_EXERCISE BRIEF:_ Could you rewrite in full the lines starting with the line that contains "Pass the picture above and point out the blue jeans, giving" and going on through the end of the records, shifting every answer coordinate up by 9? Leave the bracketed pair after "in the form" unchanged.

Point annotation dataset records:
______________________________

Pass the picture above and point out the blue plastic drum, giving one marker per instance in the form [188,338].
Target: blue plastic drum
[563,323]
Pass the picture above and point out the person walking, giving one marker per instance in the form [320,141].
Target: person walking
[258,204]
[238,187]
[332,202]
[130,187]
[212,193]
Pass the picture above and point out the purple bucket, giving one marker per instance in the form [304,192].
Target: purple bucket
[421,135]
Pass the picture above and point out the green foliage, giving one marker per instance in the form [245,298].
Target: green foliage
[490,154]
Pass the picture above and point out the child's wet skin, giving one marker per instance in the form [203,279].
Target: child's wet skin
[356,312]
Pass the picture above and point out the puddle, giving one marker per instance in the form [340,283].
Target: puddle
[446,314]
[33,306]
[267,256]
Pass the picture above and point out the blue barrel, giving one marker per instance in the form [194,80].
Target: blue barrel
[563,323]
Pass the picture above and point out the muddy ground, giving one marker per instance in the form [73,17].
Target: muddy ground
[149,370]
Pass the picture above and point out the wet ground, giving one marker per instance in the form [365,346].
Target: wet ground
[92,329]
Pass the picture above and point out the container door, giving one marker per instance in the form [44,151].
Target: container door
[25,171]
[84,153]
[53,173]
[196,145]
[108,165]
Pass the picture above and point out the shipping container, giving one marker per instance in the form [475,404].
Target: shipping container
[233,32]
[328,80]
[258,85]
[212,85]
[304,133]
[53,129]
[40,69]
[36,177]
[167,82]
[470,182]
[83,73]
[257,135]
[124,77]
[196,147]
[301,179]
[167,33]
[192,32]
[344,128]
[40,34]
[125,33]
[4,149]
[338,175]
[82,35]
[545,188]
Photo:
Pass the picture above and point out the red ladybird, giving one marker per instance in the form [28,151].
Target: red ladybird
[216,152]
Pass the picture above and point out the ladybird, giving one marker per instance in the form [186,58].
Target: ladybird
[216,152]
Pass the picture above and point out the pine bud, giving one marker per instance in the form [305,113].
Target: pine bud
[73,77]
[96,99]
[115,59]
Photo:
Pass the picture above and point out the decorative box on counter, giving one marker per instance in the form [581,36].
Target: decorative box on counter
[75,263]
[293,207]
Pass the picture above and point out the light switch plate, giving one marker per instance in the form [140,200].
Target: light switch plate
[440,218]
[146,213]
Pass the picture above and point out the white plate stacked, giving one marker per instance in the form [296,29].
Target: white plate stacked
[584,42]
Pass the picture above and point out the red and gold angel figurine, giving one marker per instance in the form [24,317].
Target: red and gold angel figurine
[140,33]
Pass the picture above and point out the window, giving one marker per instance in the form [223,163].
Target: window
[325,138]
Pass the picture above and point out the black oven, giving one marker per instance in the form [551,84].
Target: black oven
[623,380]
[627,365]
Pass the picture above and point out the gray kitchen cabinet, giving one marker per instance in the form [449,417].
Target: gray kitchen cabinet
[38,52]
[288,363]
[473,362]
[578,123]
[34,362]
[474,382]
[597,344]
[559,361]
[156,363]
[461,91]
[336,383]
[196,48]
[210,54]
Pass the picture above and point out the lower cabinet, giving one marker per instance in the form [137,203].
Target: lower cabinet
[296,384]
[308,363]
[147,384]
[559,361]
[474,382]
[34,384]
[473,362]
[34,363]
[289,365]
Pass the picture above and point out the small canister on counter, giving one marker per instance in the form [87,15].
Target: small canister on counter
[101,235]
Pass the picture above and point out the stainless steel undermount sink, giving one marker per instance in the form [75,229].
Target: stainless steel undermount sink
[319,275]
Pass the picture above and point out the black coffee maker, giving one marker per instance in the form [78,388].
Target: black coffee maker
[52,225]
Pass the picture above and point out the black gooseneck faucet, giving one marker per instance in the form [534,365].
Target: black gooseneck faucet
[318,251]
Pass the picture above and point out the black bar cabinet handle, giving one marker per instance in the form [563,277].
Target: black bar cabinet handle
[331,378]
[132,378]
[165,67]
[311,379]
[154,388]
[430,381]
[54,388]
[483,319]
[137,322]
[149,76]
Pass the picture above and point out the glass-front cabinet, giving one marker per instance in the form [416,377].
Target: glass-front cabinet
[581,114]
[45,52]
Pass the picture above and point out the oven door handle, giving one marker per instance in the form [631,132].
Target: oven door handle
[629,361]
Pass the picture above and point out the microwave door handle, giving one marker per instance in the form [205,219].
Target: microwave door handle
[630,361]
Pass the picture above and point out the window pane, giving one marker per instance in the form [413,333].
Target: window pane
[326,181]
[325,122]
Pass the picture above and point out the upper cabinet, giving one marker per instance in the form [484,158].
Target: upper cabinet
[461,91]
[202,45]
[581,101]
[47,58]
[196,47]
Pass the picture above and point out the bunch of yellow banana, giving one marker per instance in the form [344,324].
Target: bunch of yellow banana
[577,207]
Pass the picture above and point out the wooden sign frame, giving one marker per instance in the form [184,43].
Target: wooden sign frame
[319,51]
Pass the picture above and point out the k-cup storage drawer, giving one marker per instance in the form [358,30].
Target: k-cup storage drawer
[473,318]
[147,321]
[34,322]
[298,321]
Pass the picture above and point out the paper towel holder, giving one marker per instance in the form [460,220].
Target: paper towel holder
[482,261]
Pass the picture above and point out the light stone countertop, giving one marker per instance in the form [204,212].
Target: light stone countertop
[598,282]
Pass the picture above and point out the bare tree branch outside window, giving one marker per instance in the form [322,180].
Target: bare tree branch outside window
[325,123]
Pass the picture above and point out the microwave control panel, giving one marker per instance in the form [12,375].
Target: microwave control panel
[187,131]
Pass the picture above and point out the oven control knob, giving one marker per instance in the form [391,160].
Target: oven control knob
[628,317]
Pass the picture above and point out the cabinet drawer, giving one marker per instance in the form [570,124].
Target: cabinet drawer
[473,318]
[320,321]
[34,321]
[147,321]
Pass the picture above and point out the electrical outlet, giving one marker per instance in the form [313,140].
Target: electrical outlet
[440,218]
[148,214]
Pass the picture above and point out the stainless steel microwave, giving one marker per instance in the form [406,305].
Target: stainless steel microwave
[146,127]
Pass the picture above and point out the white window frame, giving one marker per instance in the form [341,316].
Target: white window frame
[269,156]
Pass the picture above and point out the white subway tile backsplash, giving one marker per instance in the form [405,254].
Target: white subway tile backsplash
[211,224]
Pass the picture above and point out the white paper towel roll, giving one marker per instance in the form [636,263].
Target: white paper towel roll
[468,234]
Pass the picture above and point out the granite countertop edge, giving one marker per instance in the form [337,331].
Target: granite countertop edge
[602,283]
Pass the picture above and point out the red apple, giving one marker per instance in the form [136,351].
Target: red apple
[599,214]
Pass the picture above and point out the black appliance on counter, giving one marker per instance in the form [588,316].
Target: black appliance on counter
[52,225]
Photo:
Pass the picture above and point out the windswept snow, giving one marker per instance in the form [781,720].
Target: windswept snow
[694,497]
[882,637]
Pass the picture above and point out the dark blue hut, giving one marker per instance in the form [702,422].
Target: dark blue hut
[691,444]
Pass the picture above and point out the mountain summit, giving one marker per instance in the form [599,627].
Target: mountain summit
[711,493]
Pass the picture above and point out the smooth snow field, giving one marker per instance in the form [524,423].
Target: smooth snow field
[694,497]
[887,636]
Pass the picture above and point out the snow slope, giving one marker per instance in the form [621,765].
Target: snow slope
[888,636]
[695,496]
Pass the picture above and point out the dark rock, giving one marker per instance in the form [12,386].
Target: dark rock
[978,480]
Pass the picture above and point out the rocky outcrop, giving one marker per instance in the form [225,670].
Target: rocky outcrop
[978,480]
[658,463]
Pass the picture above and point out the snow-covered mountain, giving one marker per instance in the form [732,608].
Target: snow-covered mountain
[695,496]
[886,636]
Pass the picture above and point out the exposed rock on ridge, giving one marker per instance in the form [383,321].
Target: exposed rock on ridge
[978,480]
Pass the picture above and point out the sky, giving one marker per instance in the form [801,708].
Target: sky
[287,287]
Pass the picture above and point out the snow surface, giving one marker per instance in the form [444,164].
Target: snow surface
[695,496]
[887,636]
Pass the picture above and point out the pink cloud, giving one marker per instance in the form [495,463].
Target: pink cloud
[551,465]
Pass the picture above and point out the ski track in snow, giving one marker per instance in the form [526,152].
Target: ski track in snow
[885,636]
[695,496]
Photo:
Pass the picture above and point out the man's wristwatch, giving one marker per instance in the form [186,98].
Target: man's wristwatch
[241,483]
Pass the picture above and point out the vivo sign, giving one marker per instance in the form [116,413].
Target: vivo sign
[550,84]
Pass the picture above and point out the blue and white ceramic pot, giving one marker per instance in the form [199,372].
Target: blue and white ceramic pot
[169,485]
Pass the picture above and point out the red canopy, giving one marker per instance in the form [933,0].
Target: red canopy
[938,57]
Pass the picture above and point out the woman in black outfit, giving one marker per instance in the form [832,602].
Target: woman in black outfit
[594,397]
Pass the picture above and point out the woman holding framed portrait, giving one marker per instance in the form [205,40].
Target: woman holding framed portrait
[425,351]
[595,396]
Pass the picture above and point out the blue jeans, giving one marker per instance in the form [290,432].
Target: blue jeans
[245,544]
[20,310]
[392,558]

______________________________

_SOLUTION TO THIS EXERCISE:_
Pass the picture above and point out the blue jeans, giving one marker per instance in the form [290,432].
Target: blue jeans
[254,553]
[29,319]
[401,567]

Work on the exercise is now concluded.